Stored items from a collection:
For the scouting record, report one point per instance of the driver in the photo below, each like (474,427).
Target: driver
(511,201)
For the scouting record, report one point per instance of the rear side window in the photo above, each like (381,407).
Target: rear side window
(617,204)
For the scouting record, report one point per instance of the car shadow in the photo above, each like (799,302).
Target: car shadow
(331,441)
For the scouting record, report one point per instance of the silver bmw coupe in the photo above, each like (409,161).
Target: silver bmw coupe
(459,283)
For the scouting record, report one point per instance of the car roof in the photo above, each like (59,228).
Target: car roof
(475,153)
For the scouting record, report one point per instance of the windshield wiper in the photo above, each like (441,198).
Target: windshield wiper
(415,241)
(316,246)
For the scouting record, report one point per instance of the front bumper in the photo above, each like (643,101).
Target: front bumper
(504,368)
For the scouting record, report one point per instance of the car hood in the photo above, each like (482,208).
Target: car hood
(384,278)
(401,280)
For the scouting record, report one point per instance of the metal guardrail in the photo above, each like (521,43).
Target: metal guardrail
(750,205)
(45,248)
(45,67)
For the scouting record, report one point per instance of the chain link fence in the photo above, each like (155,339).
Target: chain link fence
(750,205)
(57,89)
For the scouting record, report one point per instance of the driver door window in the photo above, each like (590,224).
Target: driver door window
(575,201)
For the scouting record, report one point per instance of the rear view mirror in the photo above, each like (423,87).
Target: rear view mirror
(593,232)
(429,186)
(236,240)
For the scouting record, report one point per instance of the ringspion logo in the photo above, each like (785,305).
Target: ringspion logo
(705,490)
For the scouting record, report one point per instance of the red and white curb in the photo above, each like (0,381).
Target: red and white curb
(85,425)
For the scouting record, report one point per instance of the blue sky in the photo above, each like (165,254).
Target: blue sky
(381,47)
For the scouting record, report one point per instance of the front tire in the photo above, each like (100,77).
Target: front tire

AIM: Copy every one of the entries above word for word, keeping their original order.

FULL OUTPUT:
For the scouting record, report one point per instance of the driver in the photo below, each like (474,427).
Target: driver
(511,201)
For the scouting record, report one point per instance of the rear side window in the photo above, each like (381,407).
Target: rear side window
(617,204)
For the scouting record, report one point per instance of the car shadow in the photo above, each like (799,302).
Target: car shadow
(331,441)
For the scouting record, report one point per instance of the silver bmw coupe in the photo above, each like (409,161).
Target: silver bmw coupe
(459,283)
For the scouting record, report one point per instance of the car roof in the photo above, each like (59,228).
Target: car roof
(475,153)
For the scouting record, report one point per instance of the windshield wiper in the photo above, each like (441,198).
Target: windshield wiper
(415,241)
(316,246)
For the scouting record, report one point per instance of the front bumper in the photo above, each like (643,101).
Target: front bumper
(504,368)
For the scouting record, report one point per instance of the car hood in the photo above, each like (482,208).
Target: car hood
(384,278)
(401,280)
For the scouting record, report one point per instance of the metal guardrail in the photo above, each like (521,43).
Target: metal guardrail
(750,205)
(45,248)
(45,67)
For the scouting record, report one point per instance of the chain link fence in the photo above, each like (155,339).
Target: chain link fence
(750,205)
(57,89)
For the scouting record, report one point per instance of the driver door window in the photo above, each like (590,224).
Target: driver door window
(575,201)
For the scouting record, report one point per instance of the rear view mirror in the photo above, each like (423,87).
Target: rear view mirror
(593,232)
(429,186)
(236,240)
For the scouting record, report one point per instance of the ringspion logo in the photo above, each like (785,305).
Target: ringspion logo
(705,490)
For the scouting record, report one point per instance of the red and white curb in the photo above, each like (0,381).
Target: red and white curb
(85,425)
For the scouting record, report one point per instance of the blue sky in the photo above, each like (165,254).
Target: blue sky
(381,47)
For the scouting record, report one point per instance of the front tire in the photo above, each like (100,77).
Target: front tire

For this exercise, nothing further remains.